§ **Description of the task**: Where a line of the entries holds the string "below", copy that line.

§ **Supplied information**:
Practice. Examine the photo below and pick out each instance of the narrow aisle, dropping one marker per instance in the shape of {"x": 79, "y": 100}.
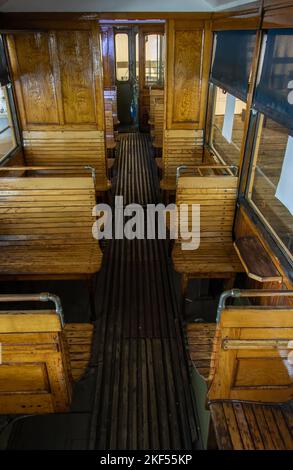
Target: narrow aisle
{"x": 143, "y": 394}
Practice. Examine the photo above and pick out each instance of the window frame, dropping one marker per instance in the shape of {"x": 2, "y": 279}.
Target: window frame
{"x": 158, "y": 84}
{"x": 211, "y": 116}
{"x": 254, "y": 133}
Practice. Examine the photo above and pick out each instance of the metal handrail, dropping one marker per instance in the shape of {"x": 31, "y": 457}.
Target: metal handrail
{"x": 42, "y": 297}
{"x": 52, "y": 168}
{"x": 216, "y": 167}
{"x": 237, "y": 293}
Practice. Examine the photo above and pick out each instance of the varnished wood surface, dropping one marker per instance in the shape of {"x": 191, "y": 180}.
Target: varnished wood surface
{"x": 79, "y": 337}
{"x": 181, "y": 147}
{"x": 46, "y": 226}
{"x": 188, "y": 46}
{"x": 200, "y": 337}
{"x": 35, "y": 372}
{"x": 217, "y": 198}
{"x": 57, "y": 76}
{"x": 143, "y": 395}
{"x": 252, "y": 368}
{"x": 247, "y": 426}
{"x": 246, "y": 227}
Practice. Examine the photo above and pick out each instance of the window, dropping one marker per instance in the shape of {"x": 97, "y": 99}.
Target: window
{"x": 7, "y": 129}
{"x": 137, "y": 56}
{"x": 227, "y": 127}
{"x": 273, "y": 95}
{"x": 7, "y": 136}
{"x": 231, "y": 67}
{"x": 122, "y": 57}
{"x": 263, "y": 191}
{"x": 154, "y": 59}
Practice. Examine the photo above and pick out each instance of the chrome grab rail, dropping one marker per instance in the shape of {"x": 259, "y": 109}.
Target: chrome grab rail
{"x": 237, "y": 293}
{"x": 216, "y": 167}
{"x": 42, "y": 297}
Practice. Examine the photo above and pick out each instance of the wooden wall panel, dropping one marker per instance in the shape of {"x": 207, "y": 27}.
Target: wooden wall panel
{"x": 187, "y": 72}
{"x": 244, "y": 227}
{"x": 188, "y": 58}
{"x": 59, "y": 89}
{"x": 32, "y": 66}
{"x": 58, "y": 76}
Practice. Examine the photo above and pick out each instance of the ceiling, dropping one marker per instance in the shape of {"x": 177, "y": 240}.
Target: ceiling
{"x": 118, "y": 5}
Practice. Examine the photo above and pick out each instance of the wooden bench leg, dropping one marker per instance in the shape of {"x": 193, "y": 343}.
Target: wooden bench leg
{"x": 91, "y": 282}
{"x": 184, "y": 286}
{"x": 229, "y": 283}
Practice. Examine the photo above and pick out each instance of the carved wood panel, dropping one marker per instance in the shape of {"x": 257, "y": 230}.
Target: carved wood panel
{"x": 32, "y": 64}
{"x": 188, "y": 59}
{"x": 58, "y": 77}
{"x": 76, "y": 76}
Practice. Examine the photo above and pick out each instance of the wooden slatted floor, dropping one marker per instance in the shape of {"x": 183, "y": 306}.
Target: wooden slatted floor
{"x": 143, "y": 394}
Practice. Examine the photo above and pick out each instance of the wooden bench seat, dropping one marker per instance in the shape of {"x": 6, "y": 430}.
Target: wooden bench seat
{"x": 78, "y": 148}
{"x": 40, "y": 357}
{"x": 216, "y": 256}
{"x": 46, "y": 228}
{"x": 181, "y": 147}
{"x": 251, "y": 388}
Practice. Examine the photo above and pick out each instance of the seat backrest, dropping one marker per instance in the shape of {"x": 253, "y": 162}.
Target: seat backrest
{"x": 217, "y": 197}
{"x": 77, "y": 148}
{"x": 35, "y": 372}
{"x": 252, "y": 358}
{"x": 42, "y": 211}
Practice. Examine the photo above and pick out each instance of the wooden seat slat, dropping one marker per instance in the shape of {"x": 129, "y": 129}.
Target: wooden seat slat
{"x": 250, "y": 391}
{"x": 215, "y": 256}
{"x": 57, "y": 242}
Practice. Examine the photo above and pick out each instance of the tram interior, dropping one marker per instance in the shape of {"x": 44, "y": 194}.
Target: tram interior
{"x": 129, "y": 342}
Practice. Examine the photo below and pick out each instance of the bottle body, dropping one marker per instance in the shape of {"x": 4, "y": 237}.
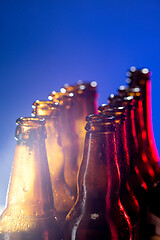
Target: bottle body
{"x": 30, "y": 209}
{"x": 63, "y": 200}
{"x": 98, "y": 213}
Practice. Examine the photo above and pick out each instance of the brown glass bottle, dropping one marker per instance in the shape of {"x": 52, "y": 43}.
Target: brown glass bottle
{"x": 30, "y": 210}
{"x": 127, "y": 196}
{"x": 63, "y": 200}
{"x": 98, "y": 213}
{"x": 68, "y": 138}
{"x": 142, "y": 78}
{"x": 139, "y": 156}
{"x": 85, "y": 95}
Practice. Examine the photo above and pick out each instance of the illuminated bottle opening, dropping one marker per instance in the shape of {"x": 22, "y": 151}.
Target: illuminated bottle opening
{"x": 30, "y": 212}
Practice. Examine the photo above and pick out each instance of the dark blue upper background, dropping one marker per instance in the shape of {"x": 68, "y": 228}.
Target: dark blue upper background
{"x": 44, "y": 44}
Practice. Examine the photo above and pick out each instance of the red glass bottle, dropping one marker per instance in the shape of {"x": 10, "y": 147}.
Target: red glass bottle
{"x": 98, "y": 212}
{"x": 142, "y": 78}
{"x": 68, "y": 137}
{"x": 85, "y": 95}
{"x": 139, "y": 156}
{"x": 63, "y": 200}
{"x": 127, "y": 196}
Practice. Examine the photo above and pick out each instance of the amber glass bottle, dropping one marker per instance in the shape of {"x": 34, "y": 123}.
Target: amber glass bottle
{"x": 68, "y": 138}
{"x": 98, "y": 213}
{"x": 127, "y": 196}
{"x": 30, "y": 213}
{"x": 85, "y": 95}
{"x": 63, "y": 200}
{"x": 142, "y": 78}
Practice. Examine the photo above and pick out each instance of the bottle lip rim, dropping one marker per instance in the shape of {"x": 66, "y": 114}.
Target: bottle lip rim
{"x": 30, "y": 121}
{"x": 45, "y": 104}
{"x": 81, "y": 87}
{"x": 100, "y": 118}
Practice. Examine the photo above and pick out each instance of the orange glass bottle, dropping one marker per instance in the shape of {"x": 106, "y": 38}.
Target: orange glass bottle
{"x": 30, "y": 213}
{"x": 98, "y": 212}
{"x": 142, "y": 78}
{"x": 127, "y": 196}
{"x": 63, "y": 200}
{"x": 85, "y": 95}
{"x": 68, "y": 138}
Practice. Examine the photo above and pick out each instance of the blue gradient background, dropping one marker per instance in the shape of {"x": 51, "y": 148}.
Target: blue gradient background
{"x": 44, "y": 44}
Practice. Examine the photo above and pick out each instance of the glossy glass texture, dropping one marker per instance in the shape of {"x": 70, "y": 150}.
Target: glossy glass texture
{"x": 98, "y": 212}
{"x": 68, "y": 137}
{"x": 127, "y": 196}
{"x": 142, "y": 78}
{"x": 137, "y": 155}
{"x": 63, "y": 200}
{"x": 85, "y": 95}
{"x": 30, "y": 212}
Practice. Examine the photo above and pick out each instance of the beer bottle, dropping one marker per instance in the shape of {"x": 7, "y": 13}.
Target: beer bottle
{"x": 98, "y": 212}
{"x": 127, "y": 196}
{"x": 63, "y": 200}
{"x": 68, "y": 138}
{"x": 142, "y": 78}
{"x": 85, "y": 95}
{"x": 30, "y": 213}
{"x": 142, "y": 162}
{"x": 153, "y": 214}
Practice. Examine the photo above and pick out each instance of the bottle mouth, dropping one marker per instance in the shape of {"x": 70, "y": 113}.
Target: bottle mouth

==

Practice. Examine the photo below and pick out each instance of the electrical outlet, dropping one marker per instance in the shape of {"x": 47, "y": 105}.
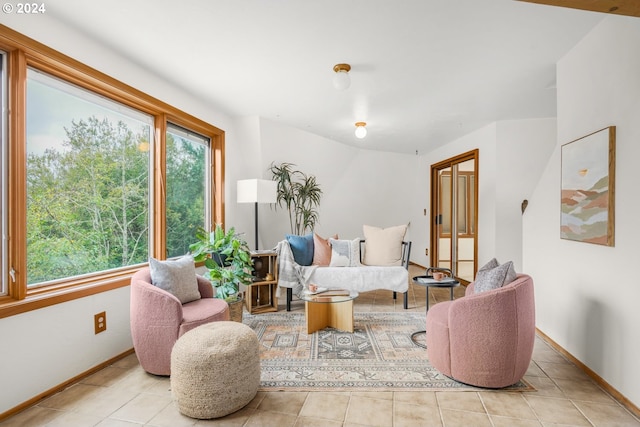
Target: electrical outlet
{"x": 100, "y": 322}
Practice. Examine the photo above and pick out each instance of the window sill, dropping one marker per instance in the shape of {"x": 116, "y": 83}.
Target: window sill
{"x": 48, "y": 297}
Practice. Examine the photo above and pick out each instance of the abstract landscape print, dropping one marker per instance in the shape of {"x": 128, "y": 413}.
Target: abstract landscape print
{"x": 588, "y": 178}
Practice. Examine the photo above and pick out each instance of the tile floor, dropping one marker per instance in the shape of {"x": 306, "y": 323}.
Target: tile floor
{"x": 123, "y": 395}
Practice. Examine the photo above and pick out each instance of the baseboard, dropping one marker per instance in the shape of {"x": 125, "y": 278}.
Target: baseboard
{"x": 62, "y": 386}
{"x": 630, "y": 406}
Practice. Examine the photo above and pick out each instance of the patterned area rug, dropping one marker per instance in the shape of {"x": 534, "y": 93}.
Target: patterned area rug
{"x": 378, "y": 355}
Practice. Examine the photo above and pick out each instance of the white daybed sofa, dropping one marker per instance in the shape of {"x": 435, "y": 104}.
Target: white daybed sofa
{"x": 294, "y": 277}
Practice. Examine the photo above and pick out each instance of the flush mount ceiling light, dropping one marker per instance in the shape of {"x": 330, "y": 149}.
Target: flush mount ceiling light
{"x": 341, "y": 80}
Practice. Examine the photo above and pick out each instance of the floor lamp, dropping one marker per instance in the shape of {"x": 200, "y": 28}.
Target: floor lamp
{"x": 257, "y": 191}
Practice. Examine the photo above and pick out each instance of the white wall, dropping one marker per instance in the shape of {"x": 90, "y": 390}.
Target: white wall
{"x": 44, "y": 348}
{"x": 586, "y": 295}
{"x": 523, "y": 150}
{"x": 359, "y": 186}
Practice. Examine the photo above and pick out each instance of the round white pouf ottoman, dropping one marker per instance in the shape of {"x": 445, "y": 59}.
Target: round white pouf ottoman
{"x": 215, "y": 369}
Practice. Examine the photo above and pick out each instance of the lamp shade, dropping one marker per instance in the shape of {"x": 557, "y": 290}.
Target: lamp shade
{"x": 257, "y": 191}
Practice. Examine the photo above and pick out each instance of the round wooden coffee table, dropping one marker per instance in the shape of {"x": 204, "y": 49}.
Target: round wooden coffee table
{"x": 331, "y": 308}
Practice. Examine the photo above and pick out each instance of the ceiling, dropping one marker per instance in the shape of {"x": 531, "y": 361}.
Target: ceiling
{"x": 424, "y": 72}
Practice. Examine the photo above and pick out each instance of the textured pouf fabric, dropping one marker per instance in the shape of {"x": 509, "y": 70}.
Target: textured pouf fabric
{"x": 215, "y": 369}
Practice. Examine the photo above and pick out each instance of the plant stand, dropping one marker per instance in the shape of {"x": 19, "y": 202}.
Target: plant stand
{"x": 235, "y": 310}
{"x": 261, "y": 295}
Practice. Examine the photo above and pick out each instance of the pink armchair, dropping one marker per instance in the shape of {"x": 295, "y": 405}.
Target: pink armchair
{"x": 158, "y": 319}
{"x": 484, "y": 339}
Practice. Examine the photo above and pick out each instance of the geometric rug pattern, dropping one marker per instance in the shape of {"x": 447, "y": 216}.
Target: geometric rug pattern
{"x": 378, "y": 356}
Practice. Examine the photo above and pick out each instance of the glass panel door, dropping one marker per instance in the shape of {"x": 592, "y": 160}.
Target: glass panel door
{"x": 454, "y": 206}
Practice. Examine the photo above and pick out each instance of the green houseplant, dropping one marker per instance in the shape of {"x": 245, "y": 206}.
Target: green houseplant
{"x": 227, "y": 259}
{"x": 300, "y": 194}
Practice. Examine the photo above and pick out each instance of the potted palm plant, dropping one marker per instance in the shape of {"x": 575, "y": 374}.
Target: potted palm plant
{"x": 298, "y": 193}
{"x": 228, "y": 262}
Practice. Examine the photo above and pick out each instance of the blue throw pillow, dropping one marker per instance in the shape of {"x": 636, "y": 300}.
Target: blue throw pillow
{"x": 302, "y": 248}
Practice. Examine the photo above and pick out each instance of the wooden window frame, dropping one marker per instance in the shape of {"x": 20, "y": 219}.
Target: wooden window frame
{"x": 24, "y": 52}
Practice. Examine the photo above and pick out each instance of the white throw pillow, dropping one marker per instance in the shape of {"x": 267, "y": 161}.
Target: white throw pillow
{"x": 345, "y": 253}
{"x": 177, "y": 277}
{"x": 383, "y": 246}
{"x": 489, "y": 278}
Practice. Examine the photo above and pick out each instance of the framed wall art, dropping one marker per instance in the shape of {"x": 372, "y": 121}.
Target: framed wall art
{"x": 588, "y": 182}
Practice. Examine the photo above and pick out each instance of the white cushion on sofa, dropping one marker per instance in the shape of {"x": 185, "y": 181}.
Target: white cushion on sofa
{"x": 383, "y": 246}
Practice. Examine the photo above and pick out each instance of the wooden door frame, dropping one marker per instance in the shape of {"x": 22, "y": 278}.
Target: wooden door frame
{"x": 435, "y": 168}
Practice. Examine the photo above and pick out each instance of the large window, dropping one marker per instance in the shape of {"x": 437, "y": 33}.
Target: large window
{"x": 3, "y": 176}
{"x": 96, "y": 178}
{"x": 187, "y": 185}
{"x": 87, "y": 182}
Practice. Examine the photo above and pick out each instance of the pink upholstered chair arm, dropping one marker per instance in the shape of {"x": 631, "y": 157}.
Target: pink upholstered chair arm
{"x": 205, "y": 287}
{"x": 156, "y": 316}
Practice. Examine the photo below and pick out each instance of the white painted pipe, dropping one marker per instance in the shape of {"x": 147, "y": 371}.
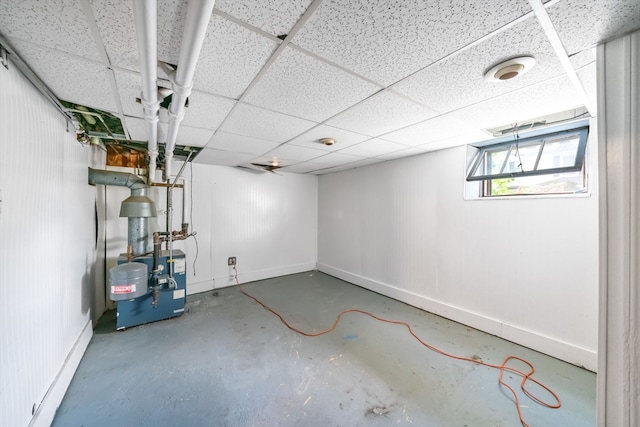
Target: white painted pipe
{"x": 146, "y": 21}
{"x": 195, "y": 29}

§ **Written reply**:
Practice. Examine the photo below and pick out each instance of the narrow aisle, dropping one marker per instance in the shape of {"x": 79, "y": 100}.
Practice. Examine the photo below and pick out each instance of the bottle body, dropping one marker per instance in the shape of {"x": 4, "y": 237}.
Practice. Examine the photo below and pick out each instance of the electrical outlet, dropping one marker per instance in the shape of {"x": 47, "y": 105}.
Practice. Examine the photo below and pick out each instance of the white painted pipe, dropping one marker per instance in the shape of {"x": 147, "y": 371}.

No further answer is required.